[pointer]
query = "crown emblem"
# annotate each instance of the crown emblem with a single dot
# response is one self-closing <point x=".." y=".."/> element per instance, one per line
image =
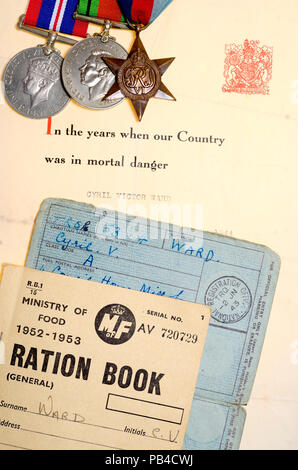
<point x="45" y="68"/>
<point x="117" y="310"/>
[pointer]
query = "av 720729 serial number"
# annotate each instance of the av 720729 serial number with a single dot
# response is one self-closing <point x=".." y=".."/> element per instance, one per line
<point x="40" y="333"/>
<point x="179" y="335"/>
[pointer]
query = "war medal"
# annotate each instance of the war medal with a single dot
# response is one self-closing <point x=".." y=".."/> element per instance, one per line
<point x="32" y="78"/>
<point x="138" y="77"/>
<point x="85" y="75"/>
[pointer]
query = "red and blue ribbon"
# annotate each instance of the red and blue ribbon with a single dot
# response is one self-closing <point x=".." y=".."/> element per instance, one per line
<point x="55" y="15"/>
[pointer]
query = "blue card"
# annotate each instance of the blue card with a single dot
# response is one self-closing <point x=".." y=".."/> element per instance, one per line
<point x="236" y="278"/>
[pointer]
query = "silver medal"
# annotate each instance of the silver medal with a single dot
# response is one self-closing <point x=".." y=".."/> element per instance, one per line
<point x="32" y="83"/>
<point x="86" y="77"/>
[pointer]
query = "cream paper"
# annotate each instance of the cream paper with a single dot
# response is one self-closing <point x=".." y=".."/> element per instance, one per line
<point x="89" y="366"/>
<point x="245" y="187"/>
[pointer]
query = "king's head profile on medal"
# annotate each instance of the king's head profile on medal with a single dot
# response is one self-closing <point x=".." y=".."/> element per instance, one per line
<point x="96" y="75"/>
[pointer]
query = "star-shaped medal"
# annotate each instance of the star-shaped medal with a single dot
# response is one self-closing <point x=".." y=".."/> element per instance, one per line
<point x="138" y="77"/>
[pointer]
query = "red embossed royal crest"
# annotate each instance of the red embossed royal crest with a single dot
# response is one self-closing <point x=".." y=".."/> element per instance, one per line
<point x="248" y="68"/>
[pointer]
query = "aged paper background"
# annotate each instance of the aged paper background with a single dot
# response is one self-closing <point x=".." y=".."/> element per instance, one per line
<point x="246" y="187"/>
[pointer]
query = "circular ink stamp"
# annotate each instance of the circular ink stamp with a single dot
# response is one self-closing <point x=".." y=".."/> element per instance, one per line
<point x="115" y="324"/>
<point x="230" y="299"/>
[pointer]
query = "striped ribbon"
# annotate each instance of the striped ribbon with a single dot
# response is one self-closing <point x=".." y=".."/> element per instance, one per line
<point x="55" y="15"/>
<point x="103" y="9"/>
<point x="138" y="11"/>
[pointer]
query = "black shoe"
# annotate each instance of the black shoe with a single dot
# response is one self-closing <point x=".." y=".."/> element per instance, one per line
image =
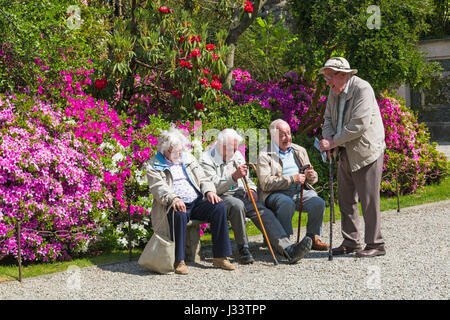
<point x="297" y="251"/>
<point x="245" y="257"/>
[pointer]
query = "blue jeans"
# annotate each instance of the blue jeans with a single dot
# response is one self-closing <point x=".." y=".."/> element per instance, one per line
<point x="202" y="209"/>
<point x="284" y="203"/>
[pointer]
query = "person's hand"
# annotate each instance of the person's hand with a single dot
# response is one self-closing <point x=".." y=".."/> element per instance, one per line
<point x="213" y="198"/>
<point x="255" y="196"/>
<point x="299" y="178"/>
<point x="179" y="205"/>
<point x="240" y="172"/>
<point x="326" y="144"/>
<point x="309" y="173"/>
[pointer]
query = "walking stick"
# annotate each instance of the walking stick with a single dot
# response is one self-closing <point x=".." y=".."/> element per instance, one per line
<point x="302" y="169"/>
<point x="247" y="187"/>
<point x="330" y="251"/>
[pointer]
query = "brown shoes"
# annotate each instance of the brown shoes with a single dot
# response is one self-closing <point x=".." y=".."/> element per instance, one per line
<point x="344" y="250"/>
<point x="180" y="267"/>
<point x="223" y="263"/>
<point x="319" y="245"/>
<point x="370" y="253"/>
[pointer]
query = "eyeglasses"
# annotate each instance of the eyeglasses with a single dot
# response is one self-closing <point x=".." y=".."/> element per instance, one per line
<point x="330" y="77"/>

------------------------------------

## TASK REQUIREMENTS
Every line holding the word "ribbon" should be copied out of the material.

## RESPONSE AREA
query = "red and blue ribbon"
# annotate each instance of the red and blue ribbon with a single dot
query = "striped ribbon"
# annotate each instance of the striped ribbon with a single dot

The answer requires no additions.